<<<<

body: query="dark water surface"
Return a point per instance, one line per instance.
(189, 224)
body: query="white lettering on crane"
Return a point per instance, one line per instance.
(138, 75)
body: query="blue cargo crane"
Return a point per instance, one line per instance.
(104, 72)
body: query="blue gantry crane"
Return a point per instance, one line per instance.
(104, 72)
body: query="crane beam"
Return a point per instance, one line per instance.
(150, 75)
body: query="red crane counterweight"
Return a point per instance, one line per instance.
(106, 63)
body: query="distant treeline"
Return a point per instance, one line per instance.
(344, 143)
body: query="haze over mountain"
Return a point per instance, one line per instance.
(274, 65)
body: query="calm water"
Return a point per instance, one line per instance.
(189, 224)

>>>>

**BRIEF**
Scale the listing above by reproducing every line in full, requests included, with each point coordinate in the answers multiplied by 1.2 and rounded to the nearest whole number, halves rounded up.

**EXERCISE ANSWER**
body: query="dark water surface"
Return a point per instance, one line per instance.
(227, 269)
body: query="white lettering on crane"
Return a point per instance, one line per instance.
(166, 90)
body: query="blue cargo crane"
Return a point per instance, one line per instance.
(125, 86)
body: query="blue gantry crane"
Return a point per instance, one line per instance.
(125, 86)
body: query="crane beam"
Return a point per instance, one line per instance.
(180, 90)
body: query="red crane counterweight"
Return a point per instance, one line per instance.
(127, 76)
body: query="distant treeline"
Return a point per instance, one line per instance.
(413, 172)
body: query="haze over mountain"
Return a point per instance, one line per instance.
(329, 78)
body: query="calm water"
Return a point per instance, one line per instance.
(227, 269)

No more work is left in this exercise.